Every entry below is to be copied exactly, with nothing left out.

%%

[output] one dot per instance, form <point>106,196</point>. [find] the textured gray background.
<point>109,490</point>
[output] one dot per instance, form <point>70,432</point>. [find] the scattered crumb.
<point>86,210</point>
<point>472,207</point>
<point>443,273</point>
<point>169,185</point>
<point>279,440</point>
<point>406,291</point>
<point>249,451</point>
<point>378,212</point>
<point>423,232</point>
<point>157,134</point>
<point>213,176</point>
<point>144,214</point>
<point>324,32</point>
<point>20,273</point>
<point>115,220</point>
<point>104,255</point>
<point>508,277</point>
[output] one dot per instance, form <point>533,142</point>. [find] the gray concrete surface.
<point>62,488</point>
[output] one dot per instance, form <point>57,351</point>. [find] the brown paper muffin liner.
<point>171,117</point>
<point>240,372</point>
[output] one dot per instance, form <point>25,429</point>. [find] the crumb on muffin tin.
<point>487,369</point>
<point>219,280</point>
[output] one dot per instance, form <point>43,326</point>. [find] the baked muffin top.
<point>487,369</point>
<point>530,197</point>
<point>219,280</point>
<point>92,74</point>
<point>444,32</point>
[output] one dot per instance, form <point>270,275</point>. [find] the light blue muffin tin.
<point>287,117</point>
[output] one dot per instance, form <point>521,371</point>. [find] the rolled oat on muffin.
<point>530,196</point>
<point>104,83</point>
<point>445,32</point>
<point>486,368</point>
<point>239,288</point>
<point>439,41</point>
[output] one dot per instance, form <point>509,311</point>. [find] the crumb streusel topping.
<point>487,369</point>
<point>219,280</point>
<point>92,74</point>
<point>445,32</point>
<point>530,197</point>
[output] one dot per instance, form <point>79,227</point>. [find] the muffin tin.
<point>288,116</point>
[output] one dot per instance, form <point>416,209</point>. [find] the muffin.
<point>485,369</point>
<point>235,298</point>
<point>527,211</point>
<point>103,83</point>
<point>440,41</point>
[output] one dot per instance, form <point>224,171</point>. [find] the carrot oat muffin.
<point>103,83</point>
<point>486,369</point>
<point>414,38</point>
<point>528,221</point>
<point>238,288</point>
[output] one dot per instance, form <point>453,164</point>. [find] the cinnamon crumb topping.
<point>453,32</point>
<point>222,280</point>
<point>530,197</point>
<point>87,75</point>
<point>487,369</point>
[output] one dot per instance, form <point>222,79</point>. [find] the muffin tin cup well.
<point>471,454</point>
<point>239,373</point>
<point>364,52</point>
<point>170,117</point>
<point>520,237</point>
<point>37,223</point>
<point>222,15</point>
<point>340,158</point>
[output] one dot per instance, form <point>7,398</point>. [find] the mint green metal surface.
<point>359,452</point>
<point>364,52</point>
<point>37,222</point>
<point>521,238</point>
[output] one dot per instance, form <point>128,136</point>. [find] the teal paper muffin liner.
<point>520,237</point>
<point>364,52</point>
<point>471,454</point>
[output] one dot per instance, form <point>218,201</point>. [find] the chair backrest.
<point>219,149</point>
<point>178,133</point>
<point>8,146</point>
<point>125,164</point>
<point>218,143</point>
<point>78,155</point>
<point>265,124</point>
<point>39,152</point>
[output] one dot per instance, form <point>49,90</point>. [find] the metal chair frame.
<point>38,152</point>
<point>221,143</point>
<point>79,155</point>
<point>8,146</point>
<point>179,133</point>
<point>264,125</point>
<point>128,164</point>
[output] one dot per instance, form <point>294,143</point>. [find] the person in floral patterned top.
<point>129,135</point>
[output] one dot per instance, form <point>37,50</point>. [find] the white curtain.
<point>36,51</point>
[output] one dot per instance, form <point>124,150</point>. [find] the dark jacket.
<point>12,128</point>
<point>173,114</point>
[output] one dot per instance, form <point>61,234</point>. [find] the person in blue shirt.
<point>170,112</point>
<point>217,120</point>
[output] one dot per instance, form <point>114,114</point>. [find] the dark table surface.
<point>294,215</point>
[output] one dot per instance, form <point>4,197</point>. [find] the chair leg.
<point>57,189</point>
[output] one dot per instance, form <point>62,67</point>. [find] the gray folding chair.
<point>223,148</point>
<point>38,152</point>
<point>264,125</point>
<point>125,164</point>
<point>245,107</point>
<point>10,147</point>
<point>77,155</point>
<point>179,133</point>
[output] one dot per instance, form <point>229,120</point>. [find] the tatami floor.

%%

→ **Solution to this exercise**:
[output] one dot per instance, form <point>106,196</point>. [find] the textured gray background.
<point>109,490</point>
[output] one dot per instance, form <point>70,432</point>. [find] the scattered crumb.
<point>86,210</point>
<point>472,207</point>
<point>443,273</point>
<point>169,185</point>
<point>279,440</point>
<point>406,291</point>
<point>249,451</point>
<point>378,212</point>
<point>423,232</point>
<point>157,134</point>
<point>213,176</point>
<point>144,214</point>
<point>324,32</point>
<point>20,273</point>
<point>115,220</point>
<point>104,255</point>
<point>508,277</point>
[output] one dot per instance, form <point>533,142</point>. [find] the gray concrete surface.
<point>62,488</point>
[output] one dot per instance, form <point>57,351</point>. [find] the brown paper muffin liner.
<point>171,117</point>
<point>240,372</point>
[output] one dot per instance, form <point>25,429</point>. [find] the crumb on muffin tin.
<point>487,369</point>
<point>219,280</point>
[output] one dot per instance, form <point>43,326</point>. [find] the baked muffin top.
<point>487,369</point>
<point>530,197</point>
<point>219,280</point>
<point>92,74</point>
<point>444,32</point>
[output] one dot per instance, form <point>270,275</point>. [find] the light blue muffin tin.
<point>287,117</point>
[output] one dot per instance, form <point>521,371</point>. [find] the rolled oat on muffin.
<point>530,196</point>
<point>104,83</point>
<point>445,32</point>
<point>486,368</point>
<point>239,288</point>
<point>439,41</point>
[output] one dot per instance, form <point>509,311</point>. [find] the crumb streusel topping.
<point>487,369</point>
<point>219,280</point>
<point>92,74</point>
<point>445,32</point>
<point>530,197</point>
[output] one dot per instance, form <point>79,227</point>. [find] the muffin tin.
<point>288,116</point>
[output] one dot per instance, form <point>416,209</point>. [find] the muffin.
<point>485,369</point>
<point>235,298</point>
<point>527,211</point>
<point>103,83</point>
<point>440,41</point>
[output] one dot per instance, form <point>224,171</point>. [find] the carrot oat muffin.
<point>103,83</point>
<point>486,369</point>
<point>414,38</point>
<point>528,221</point>
<point>238,288</point>
[output] one dot per instance, form <point>453,164</point>. [find] the cinnamon crumb topping.
<point>453,32</point>
<point>222,280</point>
<point>530,197</point>
<point>87,75</point>
<point>487,369</point>
[output] one dot per instance, form <point>222,79</point>. [find] the muffin tin cup well.
<point>471,454</point>
<point>239,373</point>
<point>364,52</point>
<point>170,117</point>
<point>520,237</point>
<point>37,223</point>
<point>222,15</point>
<point>340,158</point>
[output] one dot per instance, form <point>7,398</point>. [find] the mint green metal surface.
<point>359,452</point>
<point>364,52</point>
<point>37,222</point>
<point>521,238</point>
[output] one dot per instance, form <point>128,136</point>. [find] the teal paper muffin liner.
<point>520,237</point>
<point>364,52</point>
<point>471,454</point>
[output] one dot per instance, form <point>218,201</point>. [find] the chair backrest.
<point>219,149</point>
<point>178,133</point>
<point>8,146</point>
<point>125,164</point>
<point>218,143</point>
<point>78,155</point>
<point>265,124</point>
<point>39,152</point>
[output] one dot per instance, form <point>49,90</point>. [find] the metal chair frame.
<point>38,152</point>
<point>221,143</point>
<point>79,155</point>
<point>8,146</point>
<point>179,133</point>
<point>264,125</point>
<point>128,164</point>
[output] one dot per instance, form <point>294,143</point>. [find] the person in floral patterned top.
<point>129,135</point>
[output] one dot per instance, form <point>37,50</point>. [find] the white curtain.
<point>36,51</point>
[output] one dot per instance, form <point>124,150</point>. [find] the dark jacket.
<point>12,128</point>
<point>173,114</point>
[output] one dot per instance, form <point>61,234</point>. [find] the person in blue shirt.
<point>170,112</point>
<point>217,120</point>
[output] one dot per instance, form <point>114,114</point>. [find] the dark table surface.
<point>294,215</point>
[output] one dot per instance, form <point>4,197</point>. [find] the chair leg.
<point>57,189</point>
[output] one dot per instance, form <point>62,67</point>. [find] the gray folding chair.
<point>223,148</point>
<point>38,152</point>
<point>264,125</point>
<point>125,164</point>
<point>245,107</point>
<point>10,147</point>
<point>77,155</point>
<point>179,133</point>
[output] one dot per instance, form <point>229,120</point>. [find] the tatami floor.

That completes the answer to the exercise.